**TASK ITEM**
Everything in the listing must be transcribed exactly, from the first line to the last.

**SOURCE RECORDS**

- - -

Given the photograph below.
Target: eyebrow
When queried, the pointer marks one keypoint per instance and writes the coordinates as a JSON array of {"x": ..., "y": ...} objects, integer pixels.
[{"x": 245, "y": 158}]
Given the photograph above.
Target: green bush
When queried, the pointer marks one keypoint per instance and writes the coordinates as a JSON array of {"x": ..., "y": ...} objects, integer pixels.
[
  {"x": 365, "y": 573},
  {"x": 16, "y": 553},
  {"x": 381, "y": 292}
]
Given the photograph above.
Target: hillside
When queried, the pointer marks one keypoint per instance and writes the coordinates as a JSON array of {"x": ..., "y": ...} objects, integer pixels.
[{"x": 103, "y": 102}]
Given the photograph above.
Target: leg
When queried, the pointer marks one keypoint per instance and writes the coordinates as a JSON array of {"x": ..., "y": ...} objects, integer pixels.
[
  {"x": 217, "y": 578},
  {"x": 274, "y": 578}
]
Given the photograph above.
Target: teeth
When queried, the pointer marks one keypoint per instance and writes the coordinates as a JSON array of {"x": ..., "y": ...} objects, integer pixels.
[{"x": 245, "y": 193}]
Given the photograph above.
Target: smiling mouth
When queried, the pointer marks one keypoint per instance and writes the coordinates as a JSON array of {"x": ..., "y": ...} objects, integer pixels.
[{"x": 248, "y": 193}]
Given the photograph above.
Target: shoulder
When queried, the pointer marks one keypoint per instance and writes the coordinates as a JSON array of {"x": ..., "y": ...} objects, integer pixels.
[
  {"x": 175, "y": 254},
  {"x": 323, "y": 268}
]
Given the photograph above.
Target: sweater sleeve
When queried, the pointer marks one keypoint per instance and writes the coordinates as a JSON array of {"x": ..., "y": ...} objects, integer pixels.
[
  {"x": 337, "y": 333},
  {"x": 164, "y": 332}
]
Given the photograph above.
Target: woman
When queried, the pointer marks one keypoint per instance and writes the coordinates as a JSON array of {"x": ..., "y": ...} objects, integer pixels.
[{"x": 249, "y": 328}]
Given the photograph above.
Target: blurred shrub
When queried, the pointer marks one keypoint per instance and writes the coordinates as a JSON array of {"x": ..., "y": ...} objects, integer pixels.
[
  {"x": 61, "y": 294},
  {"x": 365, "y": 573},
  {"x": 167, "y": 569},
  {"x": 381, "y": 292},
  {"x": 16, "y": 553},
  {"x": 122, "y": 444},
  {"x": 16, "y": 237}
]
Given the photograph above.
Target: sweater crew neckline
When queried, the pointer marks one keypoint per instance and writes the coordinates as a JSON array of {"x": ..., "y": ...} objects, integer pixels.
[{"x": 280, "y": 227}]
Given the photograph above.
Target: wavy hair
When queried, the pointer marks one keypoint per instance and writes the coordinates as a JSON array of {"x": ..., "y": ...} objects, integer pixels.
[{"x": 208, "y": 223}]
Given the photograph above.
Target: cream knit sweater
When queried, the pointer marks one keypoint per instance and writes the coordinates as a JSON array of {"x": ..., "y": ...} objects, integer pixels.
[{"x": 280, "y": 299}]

- - -

**EXERCISE RESPONSE**
Given the photograph below.
Target: eyebrow
When queried, the pointer marks one keypoint per instance and writes the coordinates as a JSON array of {"x": ..., "y": ...} objects, integer pixels.
[{"x": 245, "y": 158}]
Given the photograph above.
Target: green bush
When queried, the pointer marks one keypoint per instance and writes the coordinates as a JSON array of {"x": ..., "y": ...} objects, integer pixels.
[
  {"x": 365, "y": 573},
  {"x": 16, "y": 553},
  {"x": 381, "y": 292}
]
Given the photograph above.
Target: hillside
When queried, the pointer marks one keypoint per instance and writes the coordinates as a JSON array of {"x": ..., "y": ...} objects, integer pixels.
[{"x": 103, "y": 102}]
Given the photograph above.
Target: leg
When queried, the pointer marks one keypoint per instance and writes the coordinates as a JSON array of {"x": ..., "y": ...} objects, integer pixels.
[
  {"x": 217, "y": 578},
  {"x": 274, "y": 578}
]
Given the photograph above.
Target: teeth
When queried, the pointer marks one keypoint per instance and writes the coordinates as a JSON array of {"x": ..., "y": ...} objects, integer pixels.
[{"x": 245, "y": 193}]
Given the photograph above.
Target: smiling mouth
When queried, the pointer marks one keypoint per instance and writes the coordinates as a JSON array of {"x": ..., "y": ...} objects, integer pixels.
[{"x": 248, "y": 193}]
Given the photograph above.
Target: shoulder
When queried, the pointer marks one keypoint per instance and writes the coordinates as a JSON array of {"x": ..., "y": ...} objects, integer pixels.
[
  {"x": 175, "y": 254},
  {"x": 323, "y": 268}
]
Given the photograph above.
Target: sweater sleeve
When queried, the pointer marks one keypoint per instance and writes the coordinates as a JSON array of {"x": ..., "y": ...} objects, integer pixels.
[
  {"x": 337, "y": 333},
  {"x": 164, "y": 332}
]
Given the photograph above.
Target: woman
When queried, the pointer marks one keypoint per instance and writes the coordinates as a JSON array of {"x": ..., "y": ...} objects, integer pixels.
[{"x": 249, "y": 328}]
Given the photograph above.
Target: blurred shrub
When queried, the pointer marks one keypoint per instance and writes the coordinates as a JSON array of {"x": ..., "y": ...} objects, integer pixels.
[
  {"x": 61, "y": 294},
  {"x": 365, "y": 573},
  {"x": 167, "y": 569},
  {"x": 381, "y": 292},
  {"x": 16, "y": 553},
  {"x": 122, "y": 444},
  {"x": 16, "y": 237}
]
Given the photograph above.
Target: sweater crew neckline
When queried, the pointer marks one keypoint per instance and writes the coordinates as a JSON array of {"x": ..., "y": ...} objects, integer pixels.
[{"x": 280, "y": 227}]
Given the photograph above.
Target: wavy hair
When queried, the pointer marks one keypoint per instance and writes the coordinates as a JSON array of {"x": ..., "y": ...} objects, integer pixels.
[{"x": 208, "y": 223}]
Given the photograph above.
Target: cream knit sweater
When queried, the pointer marks one keypoint per instance and writes the coordinates as a JSON array of {"x": ..., "y": ...} objects, integer pixels.
[{"x": 280, "y": 299}]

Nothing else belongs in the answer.